-- start of Records provided --
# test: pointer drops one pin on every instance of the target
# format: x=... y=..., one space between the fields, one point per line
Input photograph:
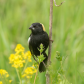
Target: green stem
x=18 y=76
x=25 y=66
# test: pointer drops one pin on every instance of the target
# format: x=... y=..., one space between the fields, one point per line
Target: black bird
x=38 y=36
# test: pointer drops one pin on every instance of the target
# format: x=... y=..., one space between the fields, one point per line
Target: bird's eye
x=34 y=26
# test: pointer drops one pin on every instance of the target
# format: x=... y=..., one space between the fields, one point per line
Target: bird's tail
x=42 y=66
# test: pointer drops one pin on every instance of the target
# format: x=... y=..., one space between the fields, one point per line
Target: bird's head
x=37 y=28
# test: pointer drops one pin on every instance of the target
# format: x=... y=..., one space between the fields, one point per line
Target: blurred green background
x=68 y=33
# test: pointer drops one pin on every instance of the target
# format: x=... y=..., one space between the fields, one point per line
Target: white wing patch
x=28 y=40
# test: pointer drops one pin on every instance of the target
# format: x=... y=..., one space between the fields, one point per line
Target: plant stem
x=36 y=75
x=50 y=42
x=18 y=76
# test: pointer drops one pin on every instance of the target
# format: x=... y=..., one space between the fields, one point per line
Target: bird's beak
-- end of Records provided --
● Task description:
Pull out each line from the rows above that contains the word "green".

● Output of the exercise:
Target: green stem
Target: blurred green background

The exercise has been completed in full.